### Directions for this task
Write the material out again in full, word for word. Do not include the pictures.

### Entries supplied
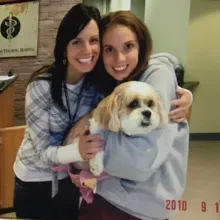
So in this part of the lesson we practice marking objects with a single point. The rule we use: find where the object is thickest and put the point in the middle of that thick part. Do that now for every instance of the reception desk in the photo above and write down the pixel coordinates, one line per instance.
(7, 91)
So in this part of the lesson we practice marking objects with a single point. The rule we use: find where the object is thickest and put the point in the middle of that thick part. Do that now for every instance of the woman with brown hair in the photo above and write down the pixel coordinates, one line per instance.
(146, 170)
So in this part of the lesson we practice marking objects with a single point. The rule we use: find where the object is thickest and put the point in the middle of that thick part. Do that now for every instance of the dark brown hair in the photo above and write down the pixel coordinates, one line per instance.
(103, 81)
(71, 25)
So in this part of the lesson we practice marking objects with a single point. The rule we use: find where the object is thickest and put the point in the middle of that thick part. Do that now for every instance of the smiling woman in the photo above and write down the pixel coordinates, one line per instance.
(56, 97)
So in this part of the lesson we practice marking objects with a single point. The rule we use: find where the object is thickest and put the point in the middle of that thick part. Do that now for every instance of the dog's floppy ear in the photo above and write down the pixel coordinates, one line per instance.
(164, 116)
(107, 112)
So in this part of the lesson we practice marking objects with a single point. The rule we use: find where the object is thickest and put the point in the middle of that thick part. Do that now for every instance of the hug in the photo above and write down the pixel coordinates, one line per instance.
(105, 106)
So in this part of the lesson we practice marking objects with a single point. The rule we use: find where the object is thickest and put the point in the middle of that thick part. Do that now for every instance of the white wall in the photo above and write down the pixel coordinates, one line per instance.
(168, 21)
(116, 5)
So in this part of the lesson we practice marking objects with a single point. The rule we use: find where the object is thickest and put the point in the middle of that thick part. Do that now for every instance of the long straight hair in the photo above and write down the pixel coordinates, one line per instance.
(71, 25)
(100, 77)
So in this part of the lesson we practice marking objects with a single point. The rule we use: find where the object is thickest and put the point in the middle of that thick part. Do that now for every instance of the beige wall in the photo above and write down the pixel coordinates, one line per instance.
(51, 13)
(203, 64)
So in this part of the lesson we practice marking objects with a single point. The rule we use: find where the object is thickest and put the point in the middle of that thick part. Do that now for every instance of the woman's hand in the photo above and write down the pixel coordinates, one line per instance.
(183, 104)
(89, 145)
(76, 182)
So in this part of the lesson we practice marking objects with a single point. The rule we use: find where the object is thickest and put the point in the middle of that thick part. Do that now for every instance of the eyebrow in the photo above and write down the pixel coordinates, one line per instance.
(79, 38)
(130, 41)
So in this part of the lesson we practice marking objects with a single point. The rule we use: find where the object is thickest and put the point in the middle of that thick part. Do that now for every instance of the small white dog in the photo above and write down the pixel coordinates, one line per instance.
(134, 108)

### The completed task
So in this part of the lesson we practice marking objects with a single point. The rule we use: find where the object is thickest and put the point in the middle of that thick part. Do that now for every instance of the reception desk in the photo above and write down the pixel coordinates, one line per instance.
(7, 91)
So in this part of the lesson we practice marking objects with a single point. The rule we use: find where the object is thickest and put the point in the middle of that thick part. Do that now for every instance of the woman with brown hair in the photo above and write down the pixel coordinates, one line per instance.
(146, 170)
So in this part of the lesson we practice marking objects with a single point. The rule we use: find where the object is thickest and put the point in the middle of that thick part. Do that now for every instance of the dark brown hair in the photo above and write down the pixel coordinates, one line per instance.
(103, 81)
(71, 25)
So in this part of the lesson we practice marking objects with a single point. The rule we use: find where the object is thickest and put the point in the middle of that thick part. Do that now for every instance of the smiling woman in the photo above and write down the pixel coordinates, one line per instance.
(56, 97)
So in this part of the lesson we practice marking objects with a single point. The rule we use: find where the object is thickest and put the point in the middle of that thick part. Do that now for every instance of the dog's floppy ear in the photo above and write down the pixel coordinates, one line per instance.
(164, 116)
(107, 112)
So in this part of the lesson we practice marking objects with a single point. The rule we use: find where the object is thickest and put the point in the middle of that thick part. Do that now for every instance of the hug in the photo above and write down the pixel coordinates, one line per instance.
(105, 106)
So in this part of the lesson we practice marking objects with a single point. The rule we use: find where the object is thickest and put the point in the middle of that thick part. Do that now for every instance of the white wall in the photo above and write down the pixel coordinates, one line per instance.
(168, 21)
(116, 5)
So in this part of the lesson we practice marking objects with a single point. The rule we use: find where the object is thickest and put the point in the middle of that thick part. Do that now for every instance of the long straight hair in the photo above and write down the pixel coordinates, one line per instance.
(71, 25)
(100, 77)
So in this part of the lesson we practice marking objects with a single point. The rule we use: find where the object is thickest and put the point in the middle of that thick part. Do that now for every instance of the beige wall in the photo above and write down the pixel coordinates, one line per instance.
(51, 13)
(203, 64)
So in this part of the lesson we practice marking objects with a single point. The rule we use: find where the object is thickest and put the point in the middle of that thick part. Do that now for every instance of the woman's hand in the photo above and write down the pixel coordinates, one line per instance.
(183, 104)
(89, 145)
(76, 182)
So in this part of the lesson we practice marking objects with a single point. The rule we use: find where the object is thickest and put the point in the middle of that thick part. Do that now for every instance of the eyebrow in the photo above and write down the pixel coordinates, one line per instance.
(79, 38)
(130, 41)
So in this part of the lesson we practice marking objects with a single point. The rule we use: find where the object is thickest and put the point in the middle of that thick part. Do that now for every instance of the small white dog in the photo above and write down the pixel coordinates, one line per instance.
(134, 108)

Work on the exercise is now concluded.